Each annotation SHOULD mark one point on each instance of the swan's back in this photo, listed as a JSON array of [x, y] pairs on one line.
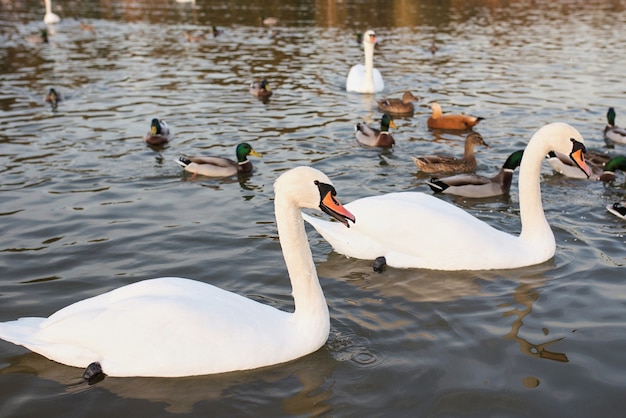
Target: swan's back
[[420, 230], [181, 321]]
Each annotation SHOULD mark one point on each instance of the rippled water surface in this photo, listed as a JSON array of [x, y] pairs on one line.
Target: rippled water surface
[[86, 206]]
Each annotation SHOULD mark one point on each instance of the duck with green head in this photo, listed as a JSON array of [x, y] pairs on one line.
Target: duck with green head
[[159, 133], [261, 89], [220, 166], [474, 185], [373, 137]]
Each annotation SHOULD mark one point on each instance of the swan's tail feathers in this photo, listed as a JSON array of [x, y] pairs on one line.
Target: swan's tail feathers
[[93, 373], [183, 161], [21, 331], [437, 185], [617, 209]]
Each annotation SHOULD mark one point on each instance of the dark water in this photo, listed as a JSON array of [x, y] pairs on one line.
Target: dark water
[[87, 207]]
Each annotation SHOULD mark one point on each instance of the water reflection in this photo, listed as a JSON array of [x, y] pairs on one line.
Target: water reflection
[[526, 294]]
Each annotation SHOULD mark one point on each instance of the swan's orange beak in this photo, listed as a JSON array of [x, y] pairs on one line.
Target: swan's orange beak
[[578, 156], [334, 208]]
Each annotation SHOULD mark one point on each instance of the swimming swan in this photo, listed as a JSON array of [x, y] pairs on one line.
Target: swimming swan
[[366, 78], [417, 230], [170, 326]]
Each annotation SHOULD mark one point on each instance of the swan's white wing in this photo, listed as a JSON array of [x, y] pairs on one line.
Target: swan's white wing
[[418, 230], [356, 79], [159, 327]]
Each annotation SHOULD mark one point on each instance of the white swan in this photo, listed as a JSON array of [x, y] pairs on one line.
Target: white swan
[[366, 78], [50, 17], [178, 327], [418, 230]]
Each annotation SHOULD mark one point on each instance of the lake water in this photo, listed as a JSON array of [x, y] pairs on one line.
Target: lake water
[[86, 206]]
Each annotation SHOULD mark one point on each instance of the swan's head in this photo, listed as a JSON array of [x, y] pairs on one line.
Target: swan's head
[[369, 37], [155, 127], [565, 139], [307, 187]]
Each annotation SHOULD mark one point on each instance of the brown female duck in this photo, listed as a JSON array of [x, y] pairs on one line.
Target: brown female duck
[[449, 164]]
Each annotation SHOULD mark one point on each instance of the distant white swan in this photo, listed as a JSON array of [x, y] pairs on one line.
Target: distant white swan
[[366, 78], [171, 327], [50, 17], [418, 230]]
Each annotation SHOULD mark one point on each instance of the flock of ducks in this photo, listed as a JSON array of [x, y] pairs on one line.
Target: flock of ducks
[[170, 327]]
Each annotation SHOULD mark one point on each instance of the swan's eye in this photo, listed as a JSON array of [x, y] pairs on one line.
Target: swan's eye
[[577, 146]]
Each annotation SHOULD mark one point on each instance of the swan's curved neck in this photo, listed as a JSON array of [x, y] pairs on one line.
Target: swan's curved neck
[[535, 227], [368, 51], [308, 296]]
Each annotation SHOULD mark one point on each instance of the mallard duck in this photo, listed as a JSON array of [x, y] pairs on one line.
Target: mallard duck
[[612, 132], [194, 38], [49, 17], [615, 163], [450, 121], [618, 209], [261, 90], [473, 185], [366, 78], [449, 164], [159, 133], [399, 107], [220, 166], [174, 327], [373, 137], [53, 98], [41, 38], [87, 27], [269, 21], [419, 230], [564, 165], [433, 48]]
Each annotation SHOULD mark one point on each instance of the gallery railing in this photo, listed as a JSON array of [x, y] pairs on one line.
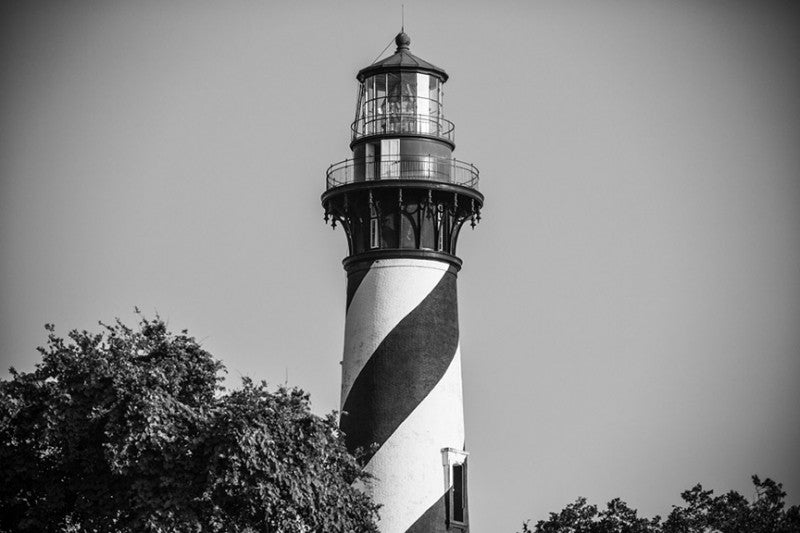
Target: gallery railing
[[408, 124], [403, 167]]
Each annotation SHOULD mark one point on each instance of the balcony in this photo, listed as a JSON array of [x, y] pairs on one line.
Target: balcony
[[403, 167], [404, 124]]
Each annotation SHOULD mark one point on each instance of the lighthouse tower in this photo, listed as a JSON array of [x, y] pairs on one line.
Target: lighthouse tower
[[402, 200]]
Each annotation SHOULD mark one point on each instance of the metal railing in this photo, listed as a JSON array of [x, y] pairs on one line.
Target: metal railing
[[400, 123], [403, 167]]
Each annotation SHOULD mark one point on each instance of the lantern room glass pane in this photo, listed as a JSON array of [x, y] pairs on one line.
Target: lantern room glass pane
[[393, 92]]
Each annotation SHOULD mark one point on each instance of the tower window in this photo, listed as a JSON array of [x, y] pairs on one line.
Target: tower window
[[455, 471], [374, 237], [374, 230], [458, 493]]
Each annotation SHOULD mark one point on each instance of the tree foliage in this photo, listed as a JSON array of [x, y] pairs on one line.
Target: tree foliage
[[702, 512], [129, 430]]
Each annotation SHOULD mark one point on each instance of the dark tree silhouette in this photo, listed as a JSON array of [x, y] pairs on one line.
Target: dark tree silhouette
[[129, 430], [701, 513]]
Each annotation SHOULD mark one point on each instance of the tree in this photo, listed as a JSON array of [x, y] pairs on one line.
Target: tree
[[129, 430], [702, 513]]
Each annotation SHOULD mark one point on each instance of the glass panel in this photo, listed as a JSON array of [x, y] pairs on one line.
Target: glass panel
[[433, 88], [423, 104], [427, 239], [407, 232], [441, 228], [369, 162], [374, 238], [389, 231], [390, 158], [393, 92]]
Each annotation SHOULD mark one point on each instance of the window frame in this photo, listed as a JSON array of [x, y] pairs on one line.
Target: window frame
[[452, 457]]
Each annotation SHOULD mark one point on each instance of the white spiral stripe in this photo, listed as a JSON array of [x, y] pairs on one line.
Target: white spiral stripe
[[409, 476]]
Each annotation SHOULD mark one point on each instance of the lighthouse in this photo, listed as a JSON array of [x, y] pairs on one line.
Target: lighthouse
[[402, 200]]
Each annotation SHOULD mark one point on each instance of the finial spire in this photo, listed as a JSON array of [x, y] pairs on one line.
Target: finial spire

**To do:** Reproduce the item lines above word for word, starting at the line that contains "of the metal" and ending at the line that contains "[[400, 123], [403, 167]]". Include both of those lines.

**Complete answer:**
Each annotation SHOULD mark one point on each instance of the metal railing in this photo, listed as a JSON array of [x, y] pairs on one line.
Target: metal railing
[[400, 123], [403, 167]]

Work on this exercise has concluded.